# START OF Source extract

30. Insofar as the submission of documents is concerned, the petitioner has submitted a common reply for all the assessment years. In the said reply, the petitioner claims to have submitted C Forms, Purchase Bills and books of accounts. In reply the respondent has claimed that purchase bills have not been submitted. The learned Counsel for the petitioner has submitted that the purchase bills and the particulars of the vehicles have been submitted. The above submission is vehemently objected by the learned Counsel for the respondent. It is pertinent to mention here that the production of the C Forms have been acknowledged in the order impugned in W.P. No 3087/2016. However, there is no proof for the submission of the purchase bills and the particulars of the vehicles to the respondent. However, considering the fact that the impugned proceedings have been passed in violations of the principles of natural justice, without giving point wise rebuttal to the claim of the petitioner in their objections, without independent application of mind, this Court is inclined to grant one more opportunity to the petitioner to submit the documents by setting aside the impugned proceedings.
31. Insofar as W.P No 3087/2016 is concerned, the impugned order dated 14.05.2015 has been passed without issuing any notice. As per Section 8(4) of the CST Act, the dealer is liable to produce the c Form from the purchaser within the prescribed time or within such further time as that authority may, for sufficient cause, permit. Therefore, there is no time limit prescribed to produce the statutory Form.
32. In the present case, before passing the impugned order, the respondent has not demanded the c Forms from the petitioner. When the statute enables the respondent to extend the time for production of the statutory forms, the assesse must be issued with a notice and provided with an opportunity to submit the forms. If the reasons stated for the delay are acceptable, then the authority must grant time. Nevertheless, no notice was issued before the orders were passed. On the contrary, when the petitioner submitted the Forms and requested the respondent to revise the assessment, the same was turned down by order dated 01.10.2015 stating that Section 84 cannot be invoked as per Section 9 (2) of the CST Act. Section 9(2) of the CST Act reads as under:
"Section 9 (2): Subject to the other provisions of this Act and the rules made there under, the authorities for the time being empowered to assess, re-assess, collect and enforce payment of any tax under the General Sales Tax law of the appropriate State, shall on behalf of the Government of India, assess, re-assess, collect and enforce payment of tax, including any interest or penalty payable by a dealer under this Act as if the tax or interest or penalty payable by such a dealer under this Act is a tax or interest or penalty payable under the General Sales Tax law of the State; and for this purpose they may exercise all or any of the powers they have under the General Sales Tax law of the State and the provisions of such law, including provisions relating to returns, provisional assessment, advance payment of tax, registration of the transferee of any business, imposition of the liability of a person carrying on business on the transferee of, or successor to, such business, transfer of liability of any firm or Hindu undivided family to pay tax in the event of the dissolution of such firm or partition of such family recovery of tax from third parties, appeals, reviews, revisions, references, refunds, rebates, penalties, charging or payment of interest compensation, of offences and treatment of documents furnished by a dealer is confidential shall apply accordingly;
Provided that if any State or part thereof there is no general sales tax law in force, the Central Government may, by rules made in this behalf make necessary provisions for all or any of the matter specified in this sub-Section."

# END OF Source extract
# START OF Listing

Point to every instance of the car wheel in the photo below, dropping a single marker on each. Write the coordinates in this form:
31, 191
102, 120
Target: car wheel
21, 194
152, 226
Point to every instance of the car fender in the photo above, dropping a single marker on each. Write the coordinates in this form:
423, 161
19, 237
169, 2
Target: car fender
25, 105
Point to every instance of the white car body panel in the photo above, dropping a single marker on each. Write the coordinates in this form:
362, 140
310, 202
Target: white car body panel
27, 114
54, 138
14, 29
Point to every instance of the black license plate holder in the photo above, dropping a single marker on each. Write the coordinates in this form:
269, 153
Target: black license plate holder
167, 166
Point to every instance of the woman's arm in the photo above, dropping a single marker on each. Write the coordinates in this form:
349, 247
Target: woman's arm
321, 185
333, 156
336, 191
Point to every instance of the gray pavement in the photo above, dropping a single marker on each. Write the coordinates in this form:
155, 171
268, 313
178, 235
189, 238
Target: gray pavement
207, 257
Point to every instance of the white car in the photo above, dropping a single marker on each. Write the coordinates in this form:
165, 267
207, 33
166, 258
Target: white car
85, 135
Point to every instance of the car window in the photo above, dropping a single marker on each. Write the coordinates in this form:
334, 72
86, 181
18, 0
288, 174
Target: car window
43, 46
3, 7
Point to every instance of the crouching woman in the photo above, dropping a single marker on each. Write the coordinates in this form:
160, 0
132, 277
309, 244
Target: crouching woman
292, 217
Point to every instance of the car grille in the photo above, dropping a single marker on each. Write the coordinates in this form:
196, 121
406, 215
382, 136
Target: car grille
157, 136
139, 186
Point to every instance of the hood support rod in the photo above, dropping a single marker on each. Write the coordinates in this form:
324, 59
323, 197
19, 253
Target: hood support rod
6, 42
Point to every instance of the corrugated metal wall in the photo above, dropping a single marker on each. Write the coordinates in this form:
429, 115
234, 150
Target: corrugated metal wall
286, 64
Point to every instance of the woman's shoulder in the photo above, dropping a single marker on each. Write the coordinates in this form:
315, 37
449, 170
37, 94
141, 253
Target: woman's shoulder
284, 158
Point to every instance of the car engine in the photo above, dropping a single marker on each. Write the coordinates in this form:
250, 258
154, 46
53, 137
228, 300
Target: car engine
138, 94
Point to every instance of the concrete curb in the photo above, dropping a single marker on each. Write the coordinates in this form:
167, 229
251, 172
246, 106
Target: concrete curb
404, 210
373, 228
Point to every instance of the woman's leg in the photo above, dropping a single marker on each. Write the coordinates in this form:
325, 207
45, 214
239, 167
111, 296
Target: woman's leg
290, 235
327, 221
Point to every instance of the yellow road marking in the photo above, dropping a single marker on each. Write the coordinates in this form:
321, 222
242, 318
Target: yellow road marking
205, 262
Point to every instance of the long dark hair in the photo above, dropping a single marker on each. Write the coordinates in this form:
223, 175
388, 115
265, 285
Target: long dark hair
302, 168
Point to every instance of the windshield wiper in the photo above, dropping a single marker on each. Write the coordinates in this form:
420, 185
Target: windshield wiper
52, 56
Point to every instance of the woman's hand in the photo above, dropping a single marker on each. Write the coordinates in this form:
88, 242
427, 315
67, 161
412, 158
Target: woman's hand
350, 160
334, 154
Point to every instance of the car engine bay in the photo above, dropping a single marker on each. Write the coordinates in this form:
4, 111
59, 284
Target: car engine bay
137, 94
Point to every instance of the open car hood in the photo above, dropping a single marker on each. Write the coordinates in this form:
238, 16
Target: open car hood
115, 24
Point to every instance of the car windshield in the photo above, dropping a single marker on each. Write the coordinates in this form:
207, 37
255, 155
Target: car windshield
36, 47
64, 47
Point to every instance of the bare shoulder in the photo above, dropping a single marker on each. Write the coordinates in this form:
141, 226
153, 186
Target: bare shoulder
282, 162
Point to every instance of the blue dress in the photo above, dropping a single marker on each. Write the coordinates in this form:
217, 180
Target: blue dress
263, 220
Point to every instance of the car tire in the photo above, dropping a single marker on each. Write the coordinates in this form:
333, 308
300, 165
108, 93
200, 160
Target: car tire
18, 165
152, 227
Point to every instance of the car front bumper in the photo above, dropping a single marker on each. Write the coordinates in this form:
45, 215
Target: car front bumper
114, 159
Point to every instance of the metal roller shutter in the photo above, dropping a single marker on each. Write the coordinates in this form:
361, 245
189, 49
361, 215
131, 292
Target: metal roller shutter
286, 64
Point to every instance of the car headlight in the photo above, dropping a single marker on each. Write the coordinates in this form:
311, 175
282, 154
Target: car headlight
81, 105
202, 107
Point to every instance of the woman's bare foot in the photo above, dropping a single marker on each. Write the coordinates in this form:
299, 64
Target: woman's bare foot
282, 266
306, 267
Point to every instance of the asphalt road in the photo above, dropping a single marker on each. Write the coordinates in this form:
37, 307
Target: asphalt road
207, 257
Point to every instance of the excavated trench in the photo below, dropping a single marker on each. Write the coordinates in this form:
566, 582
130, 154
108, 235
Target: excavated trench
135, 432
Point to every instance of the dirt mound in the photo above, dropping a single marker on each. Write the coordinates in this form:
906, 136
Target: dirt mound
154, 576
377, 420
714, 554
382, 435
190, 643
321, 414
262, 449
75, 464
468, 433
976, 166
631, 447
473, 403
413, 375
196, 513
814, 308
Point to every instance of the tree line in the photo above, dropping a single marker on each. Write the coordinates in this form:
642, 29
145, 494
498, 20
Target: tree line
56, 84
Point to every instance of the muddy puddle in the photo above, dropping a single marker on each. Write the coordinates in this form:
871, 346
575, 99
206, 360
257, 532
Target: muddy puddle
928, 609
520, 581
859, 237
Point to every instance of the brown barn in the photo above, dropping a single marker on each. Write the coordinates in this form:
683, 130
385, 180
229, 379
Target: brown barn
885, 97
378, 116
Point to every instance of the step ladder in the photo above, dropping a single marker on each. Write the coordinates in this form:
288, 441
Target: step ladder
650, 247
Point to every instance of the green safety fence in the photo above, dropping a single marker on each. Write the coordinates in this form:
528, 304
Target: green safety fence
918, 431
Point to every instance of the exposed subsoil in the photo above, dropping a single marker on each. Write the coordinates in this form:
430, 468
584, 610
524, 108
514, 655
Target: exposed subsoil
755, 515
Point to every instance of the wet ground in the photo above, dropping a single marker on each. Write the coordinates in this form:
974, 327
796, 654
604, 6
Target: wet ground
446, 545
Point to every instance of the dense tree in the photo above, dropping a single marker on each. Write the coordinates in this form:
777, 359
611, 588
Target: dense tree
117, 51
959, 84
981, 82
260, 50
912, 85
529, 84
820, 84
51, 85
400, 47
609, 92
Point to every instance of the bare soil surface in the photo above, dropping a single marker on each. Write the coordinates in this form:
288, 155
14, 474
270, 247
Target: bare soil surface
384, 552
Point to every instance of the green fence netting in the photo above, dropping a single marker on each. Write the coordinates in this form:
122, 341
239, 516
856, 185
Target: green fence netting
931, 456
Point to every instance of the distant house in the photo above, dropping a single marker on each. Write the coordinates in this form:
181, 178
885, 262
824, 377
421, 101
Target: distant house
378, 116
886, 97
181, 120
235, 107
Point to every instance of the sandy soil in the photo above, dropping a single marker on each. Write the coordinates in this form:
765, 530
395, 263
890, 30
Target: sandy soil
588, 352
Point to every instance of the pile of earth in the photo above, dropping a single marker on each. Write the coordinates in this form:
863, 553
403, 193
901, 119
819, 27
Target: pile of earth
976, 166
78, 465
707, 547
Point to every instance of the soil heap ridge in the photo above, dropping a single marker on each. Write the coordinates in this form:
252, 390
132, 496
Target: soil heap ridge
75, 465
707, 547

# END OF Listing

● What you will do:
a. Reproduce the judgment excerpt from "31. Insofar as" up to and including "the statutory Form.".
b. Please translate this sentence from the judgment excerpt into Spanish: "Therefore, there is no time limit prescribed to produce the statutory Form."
The records come from a separate source from the judgment excerpt.

● Solutions to the exercise:
a.
31. Insofar as W.P No 3087/2016 is concerned, the impugned order dated 14.05.2015 has been passed without issuing any notice. As per Section 8(4) of the CST Act, the dealer is liable to produce the c Form from the purchaser within the prescribed time or within such further time as that authority may, for sufficient cause, permit. Therefore, there is no time limit prescribed to produce the statutory Form.

b. Por lo tanto, no hay un plazo prescrito para presentar el formulario reglamentario.